# RECORD EXTRACTS
▼▼▼

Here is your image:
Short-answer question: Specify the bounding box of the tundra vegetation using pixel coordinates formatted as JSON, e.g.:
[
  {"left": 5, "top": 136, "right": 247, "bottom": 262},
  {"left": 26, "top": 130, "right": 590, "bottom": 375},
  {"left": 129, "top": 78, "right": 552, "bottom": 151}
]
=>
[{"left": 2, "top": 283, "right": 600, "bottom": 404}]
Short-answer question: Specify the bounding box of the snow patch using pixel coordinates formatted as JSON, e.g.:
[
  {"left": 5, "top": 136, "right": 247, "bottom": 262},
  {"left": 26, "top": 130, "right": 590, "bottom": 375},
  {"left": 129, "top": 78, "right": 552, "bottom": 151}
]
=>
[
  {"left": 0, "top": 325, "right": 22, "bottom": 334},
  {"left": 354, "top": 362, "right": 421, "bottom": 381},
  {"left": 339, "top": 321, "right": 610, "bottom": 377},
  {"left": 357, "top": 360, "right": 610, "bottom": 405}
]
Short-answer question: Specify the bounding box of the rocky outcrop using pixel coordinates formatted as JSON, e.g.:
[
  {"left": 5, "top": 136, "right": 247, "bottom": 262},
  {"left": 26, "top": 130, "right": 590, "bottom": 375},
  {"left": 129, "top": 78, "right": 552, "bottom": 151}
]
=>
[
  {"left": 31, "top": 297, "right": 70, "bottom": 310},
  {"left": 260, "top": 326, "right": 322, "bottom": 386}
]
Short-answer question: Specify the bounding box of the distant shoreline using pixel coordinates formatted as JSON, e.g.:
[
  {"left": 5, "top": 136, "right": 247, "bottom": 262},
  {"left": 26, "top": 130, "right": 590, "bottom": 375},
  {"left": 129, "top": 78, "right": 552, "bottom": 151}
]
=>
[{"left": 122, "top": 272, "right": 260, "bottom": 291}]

▲▲▲

# DIRECTIONS FOR THIS TASK
Return from the data every line that holds "bounding".

# REPLY TO THE EXERCISE
Short-answer question: Specify the bounding box of the tundra vegetation using pixel coordinates formatted as JSON, e.g.:
Short-answer question: Specify the bounding box of the snow patch using pixel coordinates formatted as JSON, e.g.:
Short-answer question: Specify the bounding box of the rocky outcrop using pixel coordinates formatted as JSON, e.g.:
Short-answer question: Specify the bounding box of the distant shoreline using pixel coordinates formatted as JSON, e.g.:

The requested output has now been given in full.